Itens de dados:
---+---

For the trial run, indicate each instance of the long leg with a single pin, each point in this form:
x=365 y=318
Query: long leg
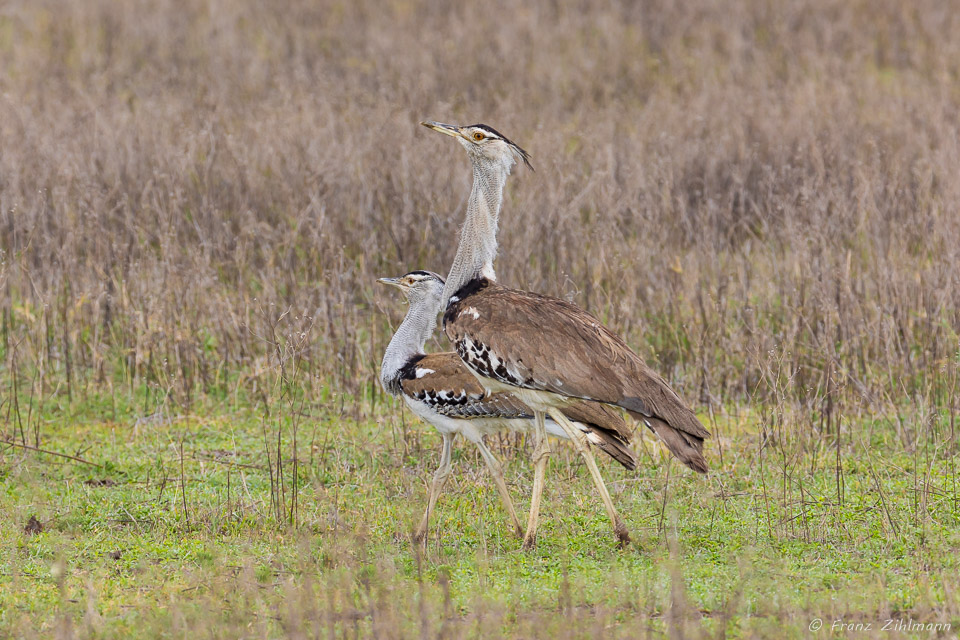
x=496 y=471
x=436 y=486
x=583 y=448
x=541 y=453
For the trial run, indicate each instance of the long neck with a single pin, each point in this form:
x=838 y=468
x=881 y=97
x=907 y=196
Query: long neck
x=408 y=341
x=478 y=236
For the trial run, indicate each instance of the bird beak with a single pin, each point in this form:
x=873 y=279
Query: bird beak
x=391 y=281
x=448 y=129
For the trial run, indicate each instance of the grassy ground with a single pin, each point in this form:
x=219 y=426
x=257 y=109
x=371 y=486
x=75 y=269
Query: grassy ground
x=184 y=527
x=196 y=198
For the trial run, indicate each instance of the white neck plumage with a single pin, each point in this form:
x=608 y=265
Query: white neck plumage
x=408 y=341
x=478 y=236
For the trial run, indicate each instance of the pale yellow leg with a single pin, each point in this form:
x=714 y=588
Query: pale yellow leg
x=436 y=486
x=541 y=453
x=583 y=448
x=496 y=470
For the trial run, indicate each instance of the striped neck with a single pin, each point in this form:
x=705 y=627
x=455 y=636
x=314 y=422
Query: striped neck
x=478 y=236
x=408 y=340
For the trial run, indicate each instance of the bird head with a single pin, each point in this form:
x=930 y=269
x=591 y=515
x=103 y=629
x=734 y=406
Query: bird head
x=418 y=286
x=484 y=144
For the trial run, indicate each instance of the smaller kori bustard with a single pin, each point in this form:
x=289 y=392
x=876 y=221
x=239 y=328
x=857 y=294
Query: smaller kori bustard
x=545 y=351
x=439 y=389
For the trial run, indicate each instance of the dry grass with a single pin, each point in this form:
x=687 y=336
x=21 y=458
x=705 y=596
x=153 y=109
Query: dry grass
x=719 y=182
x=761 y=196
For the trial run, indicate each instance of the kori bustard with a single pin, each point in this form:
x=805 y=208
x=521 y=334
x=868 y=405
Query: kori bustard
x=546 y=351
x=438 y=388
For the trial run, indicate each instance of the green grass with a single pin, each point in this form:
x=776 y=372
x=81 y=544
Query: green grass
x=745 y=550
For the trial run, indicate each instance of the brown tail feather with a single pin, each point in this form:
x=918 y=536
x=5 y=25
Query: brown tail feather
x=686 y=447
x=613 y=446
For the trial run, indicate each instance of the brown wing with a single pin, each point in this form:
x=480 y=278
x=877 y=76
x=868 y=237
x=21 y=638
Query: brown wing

---+---

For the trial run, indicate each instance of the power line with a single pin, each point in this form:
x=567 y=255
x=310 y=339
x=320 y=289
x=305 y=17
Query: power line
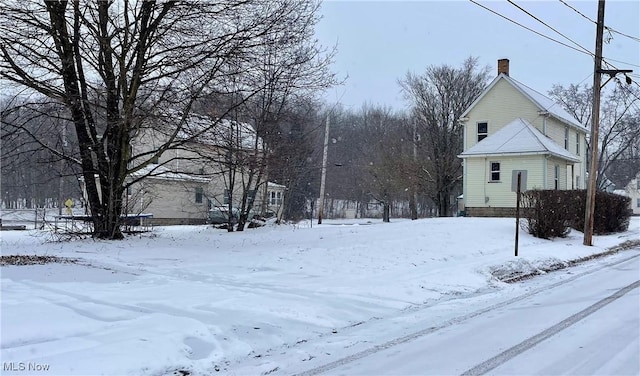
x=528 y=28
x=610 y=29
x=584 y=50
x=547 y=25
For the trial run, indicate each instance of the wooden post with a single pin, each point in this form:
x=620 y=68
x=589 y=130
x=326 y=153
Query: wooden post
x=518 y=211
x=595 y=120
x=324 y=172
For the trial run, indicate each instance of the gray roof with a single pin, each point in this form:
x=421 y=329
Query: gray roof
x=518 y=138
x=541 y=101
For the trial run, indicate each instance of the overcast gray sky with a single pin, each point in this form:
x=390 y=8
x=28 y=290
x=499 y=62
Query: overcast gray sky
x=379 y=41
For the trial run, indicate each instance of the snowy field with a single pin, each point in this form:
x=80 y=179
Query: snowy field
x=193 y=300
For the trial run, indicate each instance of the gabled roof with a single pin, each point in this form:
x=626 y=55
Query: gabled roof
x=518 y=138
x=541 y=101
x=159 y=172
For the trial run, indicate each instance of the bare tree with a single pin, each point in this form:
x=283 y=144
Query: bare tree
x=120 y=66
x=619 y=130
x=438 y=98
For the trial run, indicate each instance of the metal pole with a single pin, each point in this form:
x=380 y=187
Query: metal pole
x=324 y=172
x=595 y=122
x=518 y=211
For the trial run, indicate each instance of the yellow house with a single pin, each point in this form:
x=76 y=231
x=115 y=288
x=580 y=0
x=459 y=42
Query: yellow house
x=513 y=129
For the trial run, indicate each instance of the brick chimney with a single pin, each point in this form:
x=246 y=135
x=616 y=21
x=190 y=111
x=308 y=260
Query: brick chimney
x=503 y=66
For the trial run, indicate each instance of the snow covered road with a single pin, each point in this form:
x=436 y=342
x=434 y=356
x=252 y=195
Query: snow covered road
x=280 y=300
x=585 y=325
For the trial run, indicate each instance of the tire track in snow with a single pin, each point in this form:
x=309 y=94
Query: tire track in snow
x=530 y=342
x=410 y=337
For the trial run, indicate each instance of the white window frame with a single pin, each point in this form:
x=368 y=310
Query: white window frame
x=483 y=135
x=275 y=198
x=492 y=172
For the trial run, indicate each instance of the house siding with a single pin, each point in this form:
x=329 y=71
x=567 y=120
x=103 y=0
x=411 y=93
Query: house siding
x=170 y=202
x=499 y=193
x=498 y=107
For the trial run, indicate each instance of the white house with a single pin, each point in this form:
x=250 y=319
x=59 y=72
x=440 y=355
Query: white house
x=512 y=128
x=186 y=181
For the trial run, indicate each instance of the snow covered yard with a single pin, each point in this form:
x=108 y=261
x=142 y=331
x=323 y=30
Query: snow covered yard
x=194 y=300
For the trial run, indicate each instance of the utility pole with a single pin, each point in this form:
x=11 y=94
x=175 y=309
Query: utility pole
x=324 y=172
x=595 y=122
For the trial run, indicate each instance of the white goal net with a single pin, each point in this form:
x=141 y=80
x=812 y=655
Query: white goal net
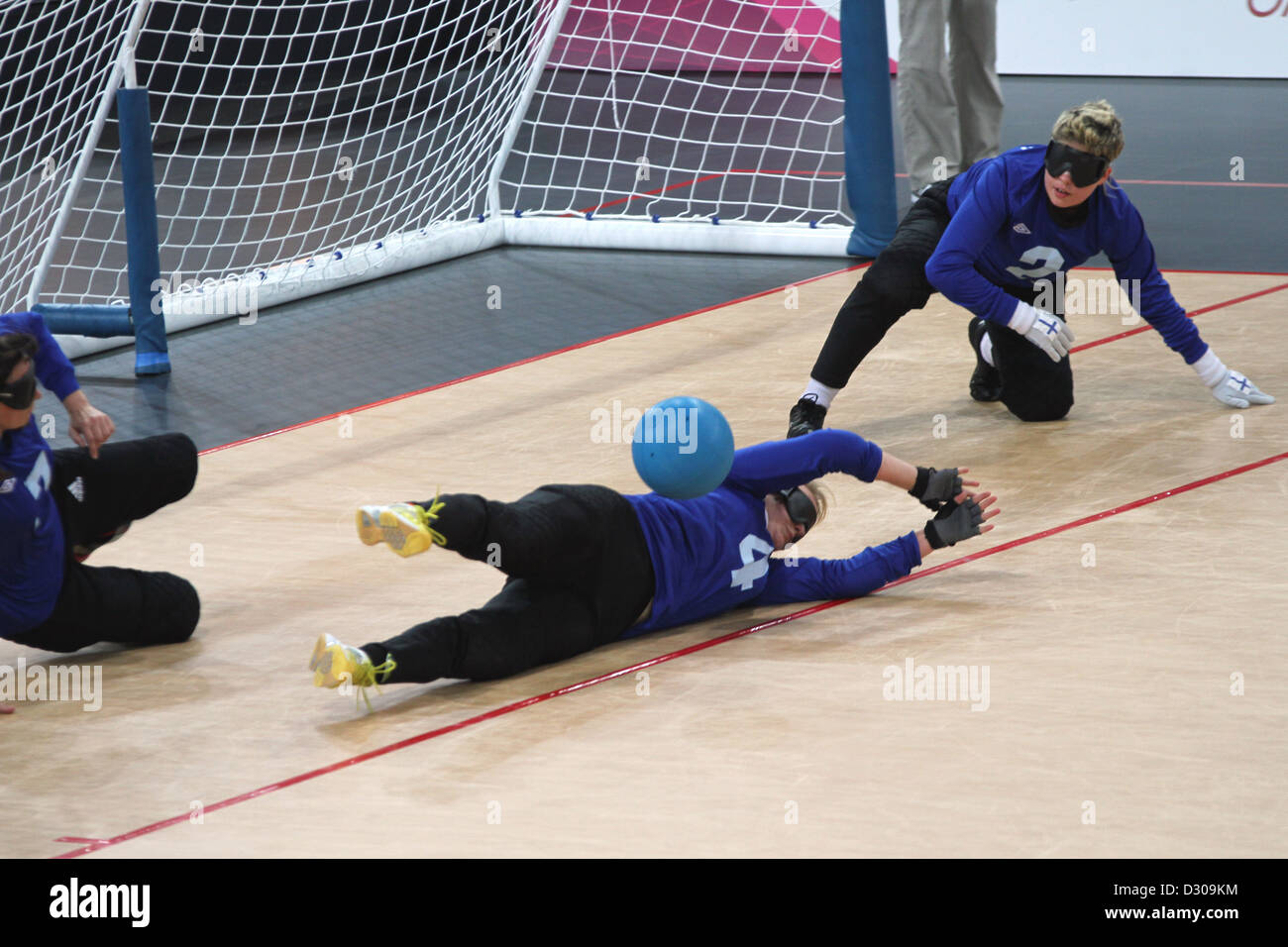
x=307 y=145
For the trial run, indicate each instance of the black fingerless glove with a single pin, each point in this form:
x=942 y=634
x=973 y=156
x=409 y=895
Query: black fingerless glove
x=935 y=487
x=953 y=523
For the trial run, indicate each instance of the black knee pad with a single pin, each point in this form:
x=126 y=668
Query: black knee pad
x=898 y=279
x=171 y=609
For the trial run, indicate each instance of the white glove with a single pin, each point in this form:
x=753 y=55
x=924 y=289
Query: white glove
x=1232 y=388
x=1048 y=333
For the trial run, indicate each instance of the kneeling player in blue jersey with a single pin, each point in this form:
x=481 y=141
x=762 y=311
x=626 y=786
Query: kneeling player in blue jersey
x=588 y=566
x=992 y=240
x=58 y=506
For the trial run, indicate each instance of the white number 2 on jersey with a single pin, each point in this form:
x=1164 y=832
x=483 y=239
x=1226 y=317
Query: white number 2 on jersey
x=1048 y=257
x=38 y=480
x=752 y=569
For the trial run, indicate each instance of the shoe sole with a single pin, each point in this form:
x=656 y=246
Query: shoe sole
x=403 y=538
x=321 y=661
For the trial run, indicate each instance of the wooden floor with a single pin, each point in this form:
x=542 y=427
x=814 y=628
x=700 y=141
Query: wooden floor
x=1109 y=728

---+---

Seu objetivo: Reescreva o trecho que vai da linha com "For the trial run, indicate each instance of the house" até a linha com "x=194 y=300", ambas incluídas, trocando "snow covered yard" por "snowy yard" e sem alterar mais nada.

Solução da tarefa:
For the trial run, indicate each instance of the house siding with a single pin, each point in this form:
x=329 y=71
x=567 y=120
x=103 y=0
x=411 y=93
Query: house siding
x=170 y=202
x=499 y=193
x=498 y=107
For the trial run, indicate each instance of the white house with a single pin, each point in this form:
x=250 y=319
x=59 y=72
x=440 y=355
Query: white house
x=512 y=128
x=186 y=181
For the trial run, indicate each instance of the snowy yard with a single pin, each point in this form:
x=108 y=261
x=142 y=331
x=323 y=30
Query: snowy yard
x=194 y=300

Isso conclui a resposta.